[Recorded data]
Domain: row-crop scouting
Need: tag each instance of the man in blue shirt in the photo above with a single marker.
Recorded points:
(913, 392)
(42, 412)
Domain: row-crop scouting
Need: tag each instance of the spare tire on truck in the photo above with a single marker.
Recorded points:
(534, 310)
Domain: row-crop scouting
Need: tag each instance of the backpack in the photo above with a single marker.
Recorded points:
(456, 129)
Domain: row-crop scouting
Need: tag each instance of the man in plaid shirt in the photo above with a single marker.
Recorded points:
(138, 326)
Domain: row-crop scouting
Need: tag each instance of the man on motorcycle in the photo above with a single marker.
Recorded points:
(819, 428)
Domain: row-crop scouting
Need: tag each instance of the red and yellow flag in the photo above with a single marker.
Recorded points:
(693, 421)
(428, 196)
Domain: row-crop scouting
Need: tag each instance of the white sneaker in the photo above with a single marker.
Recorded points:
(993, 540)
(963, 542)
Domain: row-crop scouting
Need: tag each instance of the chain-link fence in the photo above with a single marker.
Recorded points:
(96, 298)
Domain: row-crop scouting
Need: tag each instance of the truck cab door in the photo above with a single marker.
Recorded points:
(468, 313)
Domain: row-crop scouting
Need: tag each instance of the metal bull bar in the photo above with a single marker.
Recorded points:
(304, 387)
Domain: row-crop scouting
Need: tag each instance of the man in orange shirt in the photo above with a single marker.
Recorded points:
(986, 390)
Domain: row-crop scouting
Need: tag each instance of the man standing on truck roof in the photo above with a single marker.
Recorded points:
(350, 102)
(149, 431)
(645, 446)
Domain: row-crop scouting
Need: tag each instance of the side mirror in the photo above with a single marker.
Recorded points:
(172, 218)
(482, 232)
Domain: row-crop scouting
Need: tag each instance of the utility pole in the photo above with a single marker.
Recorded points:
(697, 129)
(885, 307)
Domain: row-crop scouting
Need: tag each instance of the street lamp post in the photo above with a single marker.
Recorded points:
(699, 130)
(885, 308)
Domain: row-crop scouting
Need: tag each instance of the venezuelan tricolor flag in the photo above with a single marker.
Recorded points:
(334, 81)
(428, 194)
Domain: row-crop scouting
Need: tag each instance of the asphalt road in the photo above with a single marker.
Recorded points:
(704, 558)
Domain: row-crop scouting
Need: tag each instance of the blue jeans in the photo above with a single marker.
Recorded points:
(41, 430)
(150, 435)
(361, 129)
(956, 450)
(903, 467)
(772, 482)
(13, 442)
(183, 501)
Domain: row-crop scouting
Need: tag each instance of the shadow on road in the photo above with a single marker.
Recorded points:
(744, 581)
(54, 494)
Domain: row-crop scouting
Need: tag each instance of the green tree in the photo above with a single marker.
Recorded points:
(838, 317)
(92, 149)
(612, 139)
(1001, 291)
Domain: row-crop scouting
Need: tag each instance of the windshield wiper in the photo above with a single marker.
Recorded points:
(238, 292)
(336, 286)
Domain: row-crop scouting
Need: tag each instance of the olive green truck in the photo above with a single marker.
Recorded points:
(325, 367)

▶ **The problem**
Transcribe the material above word for word.

▶ **Answer in full**
Domain: row-crop scouting
Need: tag each instance of the man in blue shirt in the photo above with a single marker.
Recorded points:
(913, 392)
(42, 412)
Domain: row-crop scouting
Need: tag each instance of the spare tire on truck in the photo above with a single marker.
Recorded points:
(534, 310)
Domain: row-crop scouting
Need: tag each instance of the backpack in the photo above with a single marker.
Recorded points:
(456, 129)
Domain: row-crop scouting
Need: tag each instance of the man in plaid shirt in the photo above with a single marker.
Recorded points:
(138, 326)
Domain: row-crop scouting
Need: tag each instance of the man on motorcycle in the photo above with a single marker.
Recorded points:
(819, 428)
Domain: row-crop scouting
Need: tag each instance of the red and yellow flag in the photo above with a single marker.
Recorded points:
(693, 421)
(428, 196)
Domain: row-crop scouting
Need: tag each instance of the white sneaker in the photo above with a single marker.
Recorded points:
(993, 540)
(963, 542)
Domain: row-crop scouting
Need: tag each instance of the chain-link fence in the photo above with a single marker.
Recorded points:
(96, 298)
Domain: row-crop scouting
Need: tag each instance of the truck cab door in the photo above with a single marker.
Recorded points:
(468, 313)
Domain: row-crop scouting
Need: tag each instance of the metal bull bar in the photo above with a single marker.
Recorded points:
(304, 387)
Domain: row-crop scouting
Need: tag each instance of the man in orange shirt in the photo above with a single marker.
Recorded points:
(986, 390)
Domain: row-crop scouting
Need: tag each instance of the man standing on truck roof in the photo above with a single marker.
Recorded points:
(350, 102)
(149, 431)
(645, 446)
Domain: row-crop scouting
Need: tag each instance of the side mirror in the photo above with a single marker.
Recorded points:
(172, 218)
(482, 232)
Domain: row-crop scouting
Need: tag each instance of the utility pole in the photo above with a single marker.
Recorded points:
(697, 129)
(885, 307)
Domain: row-crop scouting
Need: tag each instance of the street lamp post in the photo above with a single marker.
Recorded points:
(699, 130)
(885, 308)
Domain: row-crop scouting
Need: tag each instance of the venezuelan tricolor flag in the photo above with a single marker.
Recorded points:
(334, 81)
(428, 194)
Domain: row-crop scouting
Need: tag each instance of the asphalt road in the photo above with a single marker.
Recorded points:
(704, 558)
Domain: row-crop scouting
Need: tag each instance of the blue jeans in the photo above with a single marker.
Recorded points:
(41, 430)
(150, 435)
(361, 129)
(956, 450)
(903, 467)
(772, 482)
(13, 442)
(183, 501)
Domain: row-crop scouting
Need: tag each instance of the shadow on road in the photo above with a single marker.
Recorded points:
(744, 581)
(54, 494)
Domain: row-crop scouting
Need: tag each instance of the green tree in the photo above with a single marker.
Recorded points:
(838, 317)
(92, 149)
(612, 139)
(1001, 291)
Domain: row-crop scouting
Need: tag each instance of the windshield wiper in the photo above with a single marker.
Recorded points:
(238, 292)
(336, 286)
Domain: row-crop scouting
Need: tag each instance of the olive green truck in the photo above with a single marker.
Recorded points:
(325, 367)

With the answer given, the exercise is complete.